**Your goal:** Rewrite every line of the material below with "bounding box" changed to "rectangle" wherever it occurs, leaving everything else as it is. Omit the pictures from your version.

Some records:
----------
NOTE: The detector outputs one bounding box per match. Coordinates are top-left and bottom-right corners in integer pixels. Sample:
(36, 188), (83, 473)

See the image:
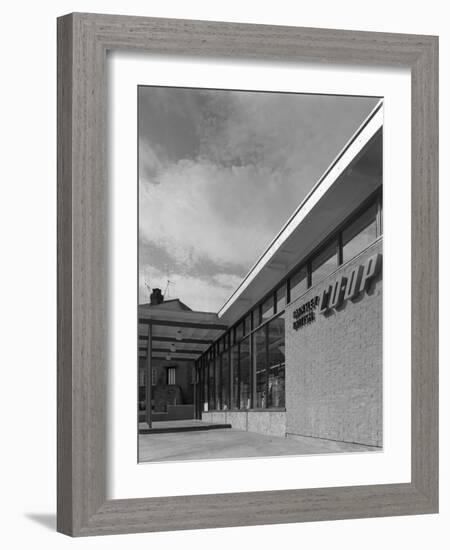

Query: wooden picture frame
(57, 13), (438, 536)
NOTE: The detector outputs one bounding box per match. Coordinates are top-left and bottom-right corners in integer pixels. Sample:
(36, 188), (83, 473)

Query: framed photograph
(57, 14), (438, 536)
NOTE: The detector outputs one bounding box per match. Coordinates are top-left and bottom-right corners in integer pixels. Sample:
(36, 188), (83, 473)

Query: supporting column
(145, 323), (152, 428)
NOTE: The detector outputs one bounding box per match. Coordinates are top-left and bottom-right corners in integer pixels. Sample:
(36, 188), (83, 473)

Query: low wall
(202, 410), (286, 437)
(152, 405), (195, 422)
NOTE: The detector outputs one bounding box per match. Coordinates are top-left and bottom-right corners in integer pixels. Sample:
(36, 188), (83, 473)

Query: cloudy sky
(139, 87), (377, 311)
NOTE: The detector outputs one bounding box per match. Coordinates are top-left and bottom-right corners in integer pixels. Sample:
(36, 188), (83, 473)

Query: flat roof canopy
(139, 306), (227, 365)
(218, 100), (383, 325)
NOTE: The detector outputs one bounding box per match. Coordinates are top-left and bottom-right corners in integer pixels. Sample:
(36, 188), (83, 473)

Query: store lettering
----------
**Response:**
NOTE: The detector outputs one rectangle per match. Coordinates are top-left and bottom-right corners in integer pixels. Sample:
(36, 188), (83, 473)

See the image:

Query: wooden picture frame
(57, 13), (438, 536)
NOTE: The detector outputs one rectangle per match. Coordinates are top-left and bottom-right corners in integer pixels. Sample:
(36, 188), (83, 473)

Query: framed photograph
(57, 14), (438, 536)
NOTE: The detector outputs one rectangle per match. Coordinates are top-left and bottom-right corners in integer pixels. Sample:
(36, 188), (83, 473)

Query: supporting column
(145, 323), (152, 428)
NOTE: The detector outputs one rectangle per match. Coordinates are top-left and bottom-right corners in integer pixels. Sample:
(36, 188), (83, 473)

Query: low wall
(202, 410), (286, 437)
(152, 405), (195, 422)
NOTE: The detector outputs one rectangle per match. Coordinates are top-left and bottom-right corners in integer pixels. Sample:
(36, 188), (83, 473)

Query: cloudy sky
(139, 87), (377, 311)
NOTE: The detector outputs one rectangle per match. Coordinates are top-left and bottom-right corners in integer pixels. Sample:
(36, 188), (83, 473)

Query: flat roof canopy
(139, 306), (227, 365)
(218, 100), (383, 325)
NOTE: The detector outputs one rectangle per match. Coordinates are top-left and bottom-right corners in integer pixels. Sample:
(36, 188), (83, 473)

Query: store lettering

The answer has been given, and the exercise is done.